*** PAGE TEXT ***

Italy defies virus for vote as far-right hopes to retake regions

Italians head to the polls on Sunday -- to the alarm of coronavirus experts -- for a referendum and regional elections that could weaken the government and radically reshape the political landscape.

Italy defies virus for vote as far-right hopes to retake regions
La Lega leader Matteo Salvini (hand raised) next to Susanna Ceccardi, the Tuscany candidate for the right-wing coalition. Photo: Carlo Bressan/AFP
Just a week after a Herculean effort by schools to reopen in line with last-minute Covid-19 rules, classrooms across the country will be shut to pupils and transformed into ballot stations for the two-day vote.
   
A triumph for the far-right in this fiercely fought campaign would sound alarm bells in Brussels.
   
It will be the first test for Prime Minister Giuseppe Conte's centre-left coalition government since it imposed an economically crippling nationwide lockdown to fight the virus, which has killed almost 36,000 people.
   
The referendum, on slashing the number of members of parliament — from 630 to 400 in the lower house, and 315 to 200 in the upper house — is expected to pass, though there has been a late uptick in the number of prominent 'no' declarations.
   
The cost-cutting reform is the brainchild of the co-governing Five Star Movement (M5S), but while its centre-left coalition Democratic Party (PD) partner and parties on the right are theoretically in favour, their support has been lacklustre at best.
 
 
Uncertain future
 
The regional battle is for governance of Campania, Liguria, Marche, Puglia, Tuscany, Valle d'Aosta and Veneto.
   
The right-wing coalition is set to easily retake Veneto and Liguria, and it could also snatch Marche and Puglia from the left.
   
But all eyes will be on Tuscany, a historic left-wing stronghold that might fall to Matteo Salvini's far-right League.
   
“If the left performs particularly poorly… Brussels will grow concerned,” Berenberg economist Florian Hense told AFP.
   
It will worry whether the national recovery plan Italy has to present to obtain grants or loans to aid its ailing economy after the coronavirus lockdown “will be ambitious enough, given the limited political capital of the coalition in Rome,” he said.
   
“And whether, whatever plan Italy comes up with, it will actually implement it given the uncertain future of the current coalition”.
 
 
Concern over virus
 
The poll is going ahead despite warnings against opening polling stations while Covid-19 case numbers are on the rise.
   
While Italy currently has fewer new cases than Britain, France or Spain, it is still recording more than 1,500 daily.

*** DATA FOR REVIEW ***

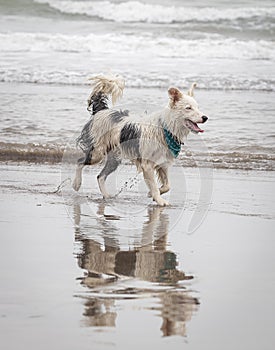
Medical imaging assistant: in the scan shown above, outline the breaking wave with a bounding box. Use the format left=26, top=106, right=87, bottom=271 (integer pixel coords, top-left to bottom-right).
left=0, top=32, right=275, bottom=60
left=35, top=0, right=275, bottom=24
left=0, top=66, right=275, bottom=91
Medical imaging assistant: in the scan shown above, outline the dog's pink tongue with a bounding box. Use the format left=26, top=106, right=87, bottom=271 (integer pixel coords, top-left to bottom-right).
left=193, top=123, right=204, bottom=132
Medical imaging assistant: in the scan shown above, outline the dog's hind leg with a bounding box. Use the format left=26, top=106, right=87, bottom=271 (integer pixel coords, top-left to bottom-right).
left=97, top=151, right=121, bottom=199
left=141, top=162, right=169, bottom=207
left=157, top=167, right=170, bottom=194
left=72, top=157, right=85, bottom=191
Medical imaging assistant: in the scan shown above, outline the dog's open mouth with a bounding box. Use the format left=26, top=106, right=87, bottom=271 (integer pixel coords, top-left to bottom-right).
left=185, top=119, right=204, bottom=134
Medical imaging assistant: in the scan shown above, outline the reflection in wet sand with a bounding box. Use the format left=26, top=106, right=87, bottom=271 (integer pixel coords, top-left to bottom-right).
left=74, top=202, right=199, bottom=336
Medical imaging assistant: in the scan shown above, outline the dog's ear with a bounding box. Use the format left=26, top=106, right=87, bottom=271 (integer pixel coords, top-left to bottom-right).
left=168, top=87, right=182, bottom=107
left=187, top=83, right=197, bottom=97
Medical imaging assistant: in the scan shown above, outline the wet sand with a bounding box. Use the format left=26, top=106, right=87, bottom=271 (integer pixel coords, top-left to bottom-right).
left=0, top=164, right=275, bottom=350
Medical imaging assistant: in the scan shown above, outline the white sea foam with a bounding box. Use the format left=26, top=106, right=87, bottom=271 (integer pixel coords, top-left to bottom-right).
left=0, top=66, right=275, bottom=91
left=0, top=32, right=275, bottom=60
left=36, top=0, right=275, bottom=23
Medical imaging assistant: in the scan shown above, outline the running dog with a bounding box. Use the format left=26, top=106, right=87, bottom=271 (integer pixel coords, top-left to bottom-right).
left=72, top=75, right=208, bottom=206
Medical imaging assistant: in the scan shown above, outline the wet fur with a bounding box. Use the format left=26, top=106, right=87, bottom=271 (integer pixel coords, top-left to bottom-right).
left=73, top=76, right=207, bottom=206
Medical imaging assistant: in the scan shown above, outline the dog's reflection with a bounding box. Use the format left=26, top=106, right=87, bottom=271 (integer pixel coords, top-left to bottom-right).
left=74, top=202, right=199, bottom=336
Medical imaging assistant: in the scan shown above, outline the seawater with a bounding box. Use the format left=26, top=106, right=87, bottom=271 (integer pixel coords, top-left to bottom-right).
left=0, top=0, right=275, bottom=170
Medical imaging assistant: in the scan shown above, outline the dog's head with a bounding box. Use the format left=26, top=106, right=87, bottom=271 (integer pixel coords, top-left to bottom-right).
left=168, top=83, right=208, bottom=134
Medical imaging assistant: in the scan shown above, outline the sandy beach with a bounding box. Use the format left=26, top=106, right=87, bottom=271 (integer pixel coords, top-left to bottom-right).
left=0, top=0, right=275, bottom=350
left=0, top=163, right=275, bottom=350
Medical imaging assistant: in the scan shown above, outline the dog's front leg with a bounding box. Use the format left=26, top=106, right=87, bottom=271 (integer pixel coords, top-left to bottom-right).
left=157, top=167, right=170, bottom=194
left=142, top=164, right=169, bottom=207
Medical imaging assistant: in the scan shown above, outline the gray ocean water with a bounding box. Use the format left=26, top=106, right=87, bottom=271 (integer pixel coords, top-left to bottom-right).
left=0, top=0, right=275, bottom=170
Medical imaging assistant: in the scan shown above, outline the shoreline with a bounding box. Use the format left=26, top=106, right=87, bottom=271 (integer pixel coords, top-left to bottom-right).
left=0, top=164, right=275, bottom=350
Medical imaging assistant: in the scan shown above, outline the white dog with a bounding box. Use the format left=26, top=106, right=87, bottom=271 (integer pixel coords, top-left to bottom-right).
left=73, top=75, right=208, bottom=206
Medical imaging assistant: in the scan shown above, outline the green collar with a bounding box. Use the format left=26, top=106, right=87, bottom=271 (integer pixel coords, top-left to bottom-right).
left=162, top=125, right=181, bottom=158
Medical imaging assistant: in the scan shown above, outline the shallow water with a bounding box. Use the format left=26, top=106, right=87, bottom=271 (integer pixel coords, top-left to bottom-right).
left=0, top=164, right=275, bottom=350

***

▸ **WORK INSTRUCTIONS**
**A)** Condense the paragraph of the Italy vote article that begins "The referendum, on slashing" without dropping its main facts.
**B)** Repeat the Italy vote article between "The cost-cutting reform" and "from the left.", inclusive, swapping "Liguria" for "Sardinia".

▸ **TASK-BY-TASK RESULTS**
**A)** The referendum would reduce the number of members of parliament from 630 to 400 in the lower house and from 315 to 200 in the upper house. It is expected to pass, though prominent 'no' declarations have recently increased.

**B)**
The cost-cutting reform is the brainchild of the co-governing Five Star Movement (M5S), but while its centre-left coalition Democratic Party (PD) partner and parties on the right are theoretically in favour, their support has been lacklustre at best.
 
 
Uncertain future
 
The regional battle is for governance of Campania, Sardinia, Marche, Puglia, Tuscany, Valle d'Aosta and Veneto.
   
The right-wing coalition is set to easily retake Veneto and Sardinia, and it could also snatch Marche and Puglia from the left.